# 原文抜粋:
図4に示す実施形態では、非接触センサ410によって出力されたデータは、412において較正マッピングが行われ、414においてサンプリングしなおされる。接触センサ420によって出力されたデータは、422において較正マッピングが行われ、424においてサンプリングしなおされる。414および424においてサンプリングしなおされたデータは、状態推定のために416において変換される。例えば、2つのストリームにおけるデータが異なる周波数であった場合、2つのデータ信号の推定を行って一つのデータ信号へと変換した後、418において上記で示したような当業者に周知のフォーマットを使用してエンコーダによりエンコードされてもよい。一実施形態において、2つのストリームにおけるデータは、一つのまたは複数の触覚データチャネルから構成される触覚出力ストリームへと変換されてもよい。エンコーダは、例えば、インターネットを介してストリーミングされるメディア436へと組み込まれる信号426を出力する。メディアは、電子再生装置440の再生メディア438として消費される。これと同時にまたは実質的に同時に、動画/音声レコーダ430からのデータを、上記で説明したような当業者に周知のフォーマットを使用して432においてエンコーダによりエンコードして、再生装置440へとストリーミングされるメディア436へと組み込まれるエンコード済み信号434を用意する。エンコードされた信号426、434は、再生装置440へとストリーミングされるもしくは配信される前に同期されてもよい、または、上記したように再生装置440に配信された後であって再生メディア438が再生される前に、エンコードされた信号426、434をローカルに再生装置440において同期してもよい。エンコードされた信号426、434は、互いに並列にストリーミングされてもよいし、一つの信号へとインターリーブされてもよい。

# 生データ:
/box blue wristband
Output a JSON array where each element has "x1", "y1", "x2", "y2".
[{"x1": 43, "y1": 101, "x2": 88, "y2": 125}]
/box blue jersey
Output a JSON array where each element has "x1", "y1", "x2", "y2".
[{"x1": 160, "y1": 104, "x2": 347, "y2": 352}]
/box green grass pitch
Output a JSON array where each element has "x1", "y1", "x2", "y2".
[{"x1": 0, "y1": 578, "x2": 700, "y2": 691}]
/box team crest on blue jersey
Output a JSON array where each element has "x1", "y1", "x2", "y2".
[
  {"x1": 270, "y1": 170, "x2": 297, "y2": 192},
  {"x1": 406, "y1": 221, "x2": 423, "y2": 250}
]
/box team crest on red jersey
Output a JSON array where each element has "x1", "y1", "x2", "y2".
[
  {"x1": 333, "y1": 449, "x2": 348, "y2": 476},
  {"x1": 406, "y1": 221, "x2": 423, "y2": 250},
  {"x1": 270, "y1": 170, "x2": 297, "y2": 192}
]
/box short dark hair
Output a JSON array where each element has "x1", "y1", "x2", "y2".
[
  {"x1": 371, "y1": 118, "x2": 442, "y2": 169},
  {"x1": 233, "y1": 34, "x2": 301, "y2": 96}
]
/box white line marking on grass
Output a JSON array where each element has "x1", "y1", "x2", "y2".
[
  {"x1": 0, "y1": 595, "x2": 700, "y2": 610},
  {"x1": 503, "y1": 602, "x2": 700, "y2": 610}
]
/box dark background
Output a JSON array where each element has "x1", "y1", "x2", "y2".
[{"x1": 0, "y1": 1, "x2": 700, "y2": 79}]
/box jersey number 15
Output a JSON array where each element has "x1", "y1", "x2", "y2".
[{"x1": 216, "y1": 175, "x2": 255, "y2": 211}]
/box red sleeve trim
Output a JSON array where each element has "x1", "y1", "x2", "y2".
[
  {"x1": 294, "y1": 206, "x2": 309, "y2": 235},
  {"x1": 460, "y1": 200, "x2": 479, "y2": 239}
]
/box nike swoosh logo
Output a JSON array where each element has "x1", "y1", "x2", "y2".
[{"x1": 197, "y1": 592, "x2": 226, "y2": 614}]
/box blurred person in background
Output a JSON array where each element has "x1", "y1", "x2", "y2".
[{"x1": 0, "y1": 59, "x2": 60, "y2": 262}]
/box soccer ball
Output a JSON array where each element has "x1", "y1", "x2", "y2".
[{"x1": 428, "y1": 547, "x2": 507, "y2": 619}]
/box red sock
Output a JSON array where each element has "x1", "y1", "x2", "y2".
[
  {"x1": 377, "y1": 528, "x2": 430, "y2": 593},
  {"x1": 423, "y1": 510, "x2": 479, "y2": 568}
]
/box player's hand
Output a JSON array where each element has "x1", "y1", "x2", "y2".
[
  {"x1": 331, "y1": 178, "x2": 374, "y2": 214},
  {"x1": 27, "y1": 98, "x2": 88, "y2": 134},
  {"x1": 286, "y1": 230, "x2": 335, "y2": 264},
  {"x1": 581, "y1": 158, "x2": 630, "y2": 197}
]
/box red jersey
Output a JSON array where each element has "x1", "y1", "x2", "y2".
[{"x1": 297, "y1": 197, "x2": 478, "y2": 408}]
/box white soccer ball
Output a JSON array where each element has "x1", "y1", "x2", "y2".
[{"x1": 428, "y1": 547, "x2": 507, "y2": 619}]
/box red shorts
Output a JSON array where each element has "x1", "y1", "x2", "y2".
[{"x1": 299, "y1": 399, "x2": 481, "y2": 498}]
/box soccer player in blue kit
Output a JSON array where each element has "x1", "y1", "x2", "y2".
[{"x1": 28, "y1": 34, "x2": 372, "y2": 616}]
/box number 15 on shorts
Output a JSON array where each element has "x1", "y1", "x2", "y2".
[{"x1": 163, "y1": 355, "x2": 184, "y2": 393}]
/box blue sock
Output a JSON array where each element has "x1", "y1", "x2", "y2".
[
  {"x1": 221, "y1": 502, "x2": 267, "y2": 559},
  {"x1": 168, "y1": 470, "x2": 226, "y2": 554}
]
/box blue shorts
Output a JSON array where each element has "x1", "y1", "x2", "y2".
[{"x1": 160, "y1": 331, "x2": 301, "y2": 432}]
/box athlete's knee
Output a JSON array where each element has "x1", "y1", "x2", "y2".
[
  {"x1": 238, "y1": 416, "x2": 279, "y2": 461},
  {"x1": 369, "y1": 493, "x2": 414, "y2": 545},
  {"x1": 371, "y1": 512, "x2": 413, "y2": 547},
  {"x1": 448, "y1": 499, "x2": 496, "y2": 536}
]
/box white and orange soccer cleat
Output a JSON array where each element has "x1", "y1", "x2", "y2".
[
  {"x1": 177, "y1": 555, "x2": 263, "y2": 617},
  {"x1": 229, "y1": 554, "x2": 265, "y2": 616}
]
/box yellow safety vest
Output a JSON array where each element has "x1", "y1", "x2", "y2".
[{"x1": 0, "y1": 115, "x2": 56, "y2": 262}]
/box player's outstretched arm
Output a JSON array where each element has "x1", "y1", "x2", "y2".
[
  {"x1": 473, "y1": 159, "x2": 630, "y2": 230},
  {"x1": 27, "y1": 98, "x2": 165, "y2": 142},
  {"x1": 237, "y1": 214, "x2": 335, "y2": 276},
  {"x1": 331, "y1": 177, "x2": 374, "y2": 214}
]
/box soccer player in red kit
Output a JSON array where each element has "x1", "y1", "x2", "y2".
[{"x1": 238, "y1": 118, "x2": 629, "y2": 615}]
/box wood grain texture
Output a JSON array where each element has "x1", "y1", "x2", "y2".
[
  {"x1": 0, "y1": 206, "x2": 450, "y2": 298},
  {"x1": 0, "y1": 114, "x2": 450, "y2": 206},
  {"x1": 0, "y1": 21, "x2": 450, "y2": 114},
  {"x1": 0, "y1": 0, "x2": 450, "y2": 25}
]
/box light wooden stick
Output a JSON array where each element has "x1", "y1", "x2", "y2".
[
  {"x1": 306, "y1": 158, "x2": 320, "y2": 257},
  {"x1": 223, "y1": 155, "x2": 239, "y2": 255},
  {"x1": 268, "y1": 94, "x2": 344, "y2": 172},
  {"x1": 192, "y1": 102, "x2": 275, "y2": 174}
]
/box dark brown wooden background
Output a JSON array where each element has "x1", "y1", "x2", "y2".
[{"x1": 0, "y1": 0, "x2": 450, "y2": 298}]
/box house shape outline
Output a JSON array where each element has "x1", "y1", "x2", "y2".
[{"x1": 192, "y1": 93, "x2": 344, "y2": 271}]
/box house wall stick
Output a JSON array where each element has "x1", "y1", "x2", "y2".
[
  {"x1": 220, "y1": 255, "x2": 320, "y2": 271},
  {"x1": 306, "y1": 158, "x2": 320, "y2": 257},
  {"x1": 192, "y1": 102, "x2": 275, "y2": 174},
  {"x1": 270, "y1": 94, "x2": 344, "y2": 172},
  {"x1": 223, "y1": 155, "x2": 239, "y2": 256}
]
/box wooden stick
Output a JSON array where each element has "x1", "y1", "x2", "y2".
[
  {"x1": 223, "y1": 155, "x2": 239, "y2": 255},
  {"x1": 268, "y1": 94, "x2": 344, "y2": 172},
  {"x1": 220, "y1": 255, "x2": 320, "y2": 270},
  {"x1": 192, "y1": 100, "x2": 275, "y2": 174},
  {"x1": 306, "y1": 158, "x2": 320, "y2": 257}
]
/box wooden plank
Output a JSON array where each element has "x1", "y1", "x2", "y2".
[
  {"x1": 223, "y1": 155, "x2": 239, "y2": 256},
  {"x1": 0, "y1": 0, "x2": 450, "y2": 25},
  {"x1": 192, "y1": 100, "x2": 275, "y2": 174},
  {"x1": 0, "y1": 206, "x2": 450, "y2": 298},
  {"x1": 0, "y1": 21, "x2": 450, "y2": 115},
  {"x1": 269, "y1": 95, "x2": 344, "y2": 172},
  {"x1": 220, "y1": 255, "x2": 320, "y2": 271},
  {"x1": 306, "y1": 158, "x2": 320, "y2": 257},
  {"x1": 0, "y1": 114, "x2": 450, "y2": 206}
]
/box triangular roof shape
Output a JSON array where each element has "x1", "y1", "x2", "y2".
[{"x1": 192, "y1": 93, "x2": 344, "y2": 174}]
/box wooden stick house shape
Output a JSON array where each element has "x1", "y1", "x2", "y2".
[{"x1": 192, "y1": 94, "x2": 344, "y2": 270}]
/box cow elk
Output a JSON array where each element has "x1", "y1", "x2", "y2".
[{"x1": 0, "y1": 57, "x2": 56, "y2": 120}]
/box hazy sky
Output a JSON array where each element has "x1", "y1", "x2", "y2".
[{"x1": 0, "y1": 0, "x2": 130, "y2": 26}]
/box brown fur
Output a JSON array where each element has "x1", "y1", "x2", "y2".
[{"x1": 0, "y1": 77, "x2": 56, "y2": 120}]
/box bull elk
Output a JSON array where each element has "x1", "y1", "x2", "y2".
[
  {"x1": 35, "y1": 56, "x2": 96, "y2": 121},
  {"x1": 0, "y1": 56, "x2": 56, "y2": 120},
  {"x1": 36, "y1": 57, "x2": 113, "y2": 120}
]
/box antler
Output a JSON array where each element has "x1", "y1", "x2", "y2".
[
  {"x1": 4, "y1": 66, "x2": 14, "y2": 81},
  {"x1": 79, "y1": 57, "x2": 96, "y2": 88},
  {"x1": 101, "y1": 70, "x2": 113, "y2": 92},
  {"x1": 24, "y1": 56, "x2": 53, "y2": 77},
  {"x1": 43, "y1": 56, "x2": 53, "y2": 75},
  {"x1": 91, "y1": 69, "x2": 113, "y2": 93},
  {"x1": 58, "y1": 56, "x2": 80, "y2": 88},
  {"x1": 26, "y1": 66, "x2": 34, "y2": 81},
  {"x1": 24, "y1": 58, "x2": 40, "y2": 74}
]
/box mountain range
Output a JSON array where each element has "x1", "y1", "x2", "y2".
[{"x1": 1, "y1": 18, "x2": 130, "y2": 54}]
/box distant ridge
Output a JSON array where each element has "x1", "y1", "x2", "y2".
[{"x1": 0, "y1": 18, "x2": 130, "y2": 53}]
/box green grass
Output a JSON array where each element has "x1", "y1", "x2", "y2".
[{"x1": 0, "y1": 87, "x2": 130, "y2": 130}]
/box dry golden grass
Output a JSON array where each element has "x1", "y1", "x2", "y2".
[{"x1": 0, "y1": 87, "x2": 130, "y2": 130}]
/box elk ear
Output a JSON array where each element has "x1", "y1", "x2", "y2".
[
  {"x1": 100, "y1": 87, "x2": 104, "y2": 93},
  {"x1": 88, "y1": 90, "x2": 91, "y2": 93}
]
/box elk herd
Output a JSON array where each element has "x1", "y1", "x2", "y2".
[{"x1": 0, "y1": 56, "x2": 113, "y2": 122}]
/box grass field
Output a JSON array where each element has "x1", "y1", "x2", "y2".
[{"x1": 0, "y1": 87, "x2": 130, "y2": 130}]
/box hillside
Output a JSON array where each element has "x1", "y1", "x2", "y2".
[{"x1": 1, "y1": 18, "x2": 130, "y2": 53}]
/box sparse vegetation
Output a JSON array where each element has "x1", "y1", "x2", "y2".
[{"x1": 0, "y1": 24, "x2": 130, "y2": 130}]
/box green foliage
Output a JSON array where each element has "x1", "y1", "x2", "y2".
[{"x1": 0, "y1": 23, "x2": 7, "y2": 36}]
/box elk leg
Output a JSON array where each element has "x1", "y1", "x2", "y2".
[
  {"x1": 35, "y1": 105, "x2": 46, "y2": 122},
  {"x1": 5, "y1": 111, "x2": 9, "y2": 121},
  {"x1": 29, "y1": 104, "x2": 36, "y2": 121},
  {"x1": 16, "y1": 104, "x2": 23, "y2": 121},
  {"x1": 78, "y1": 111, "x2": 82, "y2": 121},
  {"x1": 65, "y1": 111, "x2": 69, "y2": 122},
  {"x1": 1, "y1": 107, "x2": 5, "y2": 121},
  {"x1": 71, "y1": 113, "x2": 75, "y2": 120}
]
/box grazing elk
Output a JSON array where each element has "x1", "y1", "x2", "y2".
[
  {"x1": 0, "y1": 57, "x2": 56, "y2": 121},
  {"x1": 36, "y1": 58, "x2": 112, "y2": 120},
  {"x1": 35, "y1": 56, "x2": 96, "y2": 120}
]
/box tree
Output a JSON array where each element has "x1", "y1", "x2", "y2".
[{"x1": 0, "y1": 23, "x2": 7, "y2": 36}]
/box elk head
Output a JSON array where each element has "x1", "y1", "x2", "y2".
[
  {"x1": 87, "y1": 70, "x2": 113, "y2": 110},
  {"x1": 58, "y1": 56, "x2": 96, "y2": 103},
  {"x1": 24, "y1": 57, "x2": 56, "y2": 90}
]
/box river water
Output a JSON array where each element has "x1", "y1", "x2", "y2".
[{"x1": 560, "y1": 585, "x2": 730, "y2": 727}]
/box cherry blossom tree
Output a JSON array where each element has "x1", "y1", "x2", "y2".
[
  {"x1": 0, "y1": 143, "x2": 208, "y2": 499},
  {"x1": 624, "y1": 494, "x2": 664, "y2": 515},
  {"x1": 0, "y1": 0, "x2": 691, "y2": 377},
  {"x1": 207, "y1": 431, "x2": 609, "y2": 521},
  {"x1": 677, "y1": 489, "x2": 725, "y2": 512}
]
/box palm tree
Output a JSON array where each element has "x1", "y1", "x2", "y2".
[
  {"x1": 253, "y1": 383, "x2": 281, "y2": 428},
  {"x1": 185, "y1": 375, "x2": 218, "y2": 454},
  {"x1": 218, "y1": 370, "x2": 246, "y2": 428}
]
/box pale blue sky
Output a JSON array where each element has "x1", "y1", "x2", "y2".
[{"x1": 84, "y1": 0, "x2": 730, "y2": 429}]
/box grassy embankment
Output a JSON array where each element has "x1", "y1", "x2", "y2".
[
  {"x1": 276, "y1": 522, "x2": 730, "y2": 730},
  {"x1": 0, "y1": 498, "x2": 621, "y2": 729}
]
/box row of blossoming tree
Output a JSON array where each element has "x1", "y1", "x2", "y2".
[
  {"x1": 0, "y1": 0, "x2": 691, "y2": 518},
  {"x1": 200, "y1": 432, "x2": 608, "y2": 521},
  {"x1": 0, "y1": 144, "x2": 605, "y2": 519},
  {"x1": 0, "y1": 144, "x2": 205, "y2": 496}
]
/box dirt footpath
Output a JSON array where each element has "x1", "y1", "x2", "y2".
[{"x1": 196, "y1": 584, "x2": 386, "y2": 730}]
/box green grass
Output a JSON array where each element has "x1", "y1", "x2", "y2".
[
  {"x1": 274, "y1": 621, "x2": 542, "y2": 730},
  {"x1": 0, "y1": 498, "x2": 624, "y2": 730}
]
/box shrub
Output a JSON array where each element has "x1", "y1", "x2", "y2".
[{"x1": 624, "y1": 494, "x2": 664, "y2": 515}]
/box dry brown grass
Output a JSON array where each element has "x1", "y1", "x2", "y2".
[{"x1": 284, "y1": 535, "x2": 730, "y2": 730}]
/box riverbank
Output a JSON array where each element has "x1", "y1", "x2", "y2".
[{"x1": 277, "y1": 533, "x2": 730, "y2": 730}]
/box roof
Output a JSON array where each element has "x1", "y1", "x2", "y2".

# 作業要件:
A. 触覚データ配信についての原文抜粋によると、エンコードされた信号426と434はどのような形で送られてもよいとされているか。
B. 触覚データ配信についての原文抜粋を、最後の文の次から書き継げ。
行のデータは使わなくてよい。

# 課題別の出力:
A. 互いに並列にストリーミングされてもよいし、一つの信号へとインターリーブされてもよい。

B.
【0054】
図3および
図4に示された両方の実施形態において、現場ベースの触覚検出の出力は、2つの異なる種類のデータエンコーディングを含んでもよい。例えば、完全であり、現場の検出源からの混合されていない純粋なセンサデータを含むRAWマスタレコードと、混合され放送できる状態の触覚トラックを含み、全ての触覚センサの最終的な混合結果として放送されるダウンミックスレコードと、の2種類を含んでもよい。ある実施形態では、ダウンミックスレコードは、イベントにおける各カメラについて利用可能であってもよい。センサ技術の違いがあることから、RAWレコードは、様々なサンプリングレートを有してもよい。一方で、ダウンミックスは、ダウンストリームミックスおよび端末装置のレンダリングを容易にするために、標準的なサンプリングレート(例えば、200Hz)に準拠してもよい。
【0055】
本発明の実施形態によれば、上記のシステム100、200は、メディアサーバによって起動されてもよい。メディアサーバは、例えばNETFLIX(登録商標)のようなクラウドビデオストリーミングサービス、例えばNBCのような放送ネットワーク提供サービス、例えばマイクロソフト(登録商標)のXbox(登録商標)のようなゲーム機、または、その他の種類のサーバであってもよい。触覚効果データは、メディアサーバから電子再生装置130、240へと有線でまたは無線で通信される信号として提供されてもよい。信号は、直接的な触覚効果ストリームもしくはコマンドのセットに始まり、数多くのアクションを実行すべきであると触覚出力装置132、242に対して指示する抽象的な通知に至るまで、様々含まれ得る。数多くのアクションのうちの一つとしては、触覚効果データに基づく触覚効果のレンダリングが挙げられる。
【0056】
本発明の実施形態によれば、システム100、200は、PVDによって起動されてもよい。PVDは、触覚効果データ信号を認識して、同じ触覚効果データ信号をまたは当該触覚効果データ信号から変換された異なる信号を送信して、最終的には、触覚効果が触覚出力装置132、242によって生成される。
【0057】
図5には、本発明の一実施形態にかかる方法500が模式的に示されている。510において、上記の動画レコーダ106および/もしくは音声レコーダ108または動画/音声レコーダ220のような記録装置によって、動画および/または音声が記録される。520において、上記したような動き/振動記録装置210のような少なくとも一つの非接触センサによって、動きおよび/または振動の検出が行われる。一実施形態において、動き/振動データは、触覚データストリームへと変換されてもよい。530において、上記のプロセッサ112のようなプロセッサを使用して、触覚データストリーム内の動画および振動が同期される。540において、ディスプレイ134、スピーカ136および触覚出力装置132を備える上記した電子再生装置130、または、上記の電子再生装置240のような電子再生装置を使用して、同期された動画および/または音声ならびに振動が再生される。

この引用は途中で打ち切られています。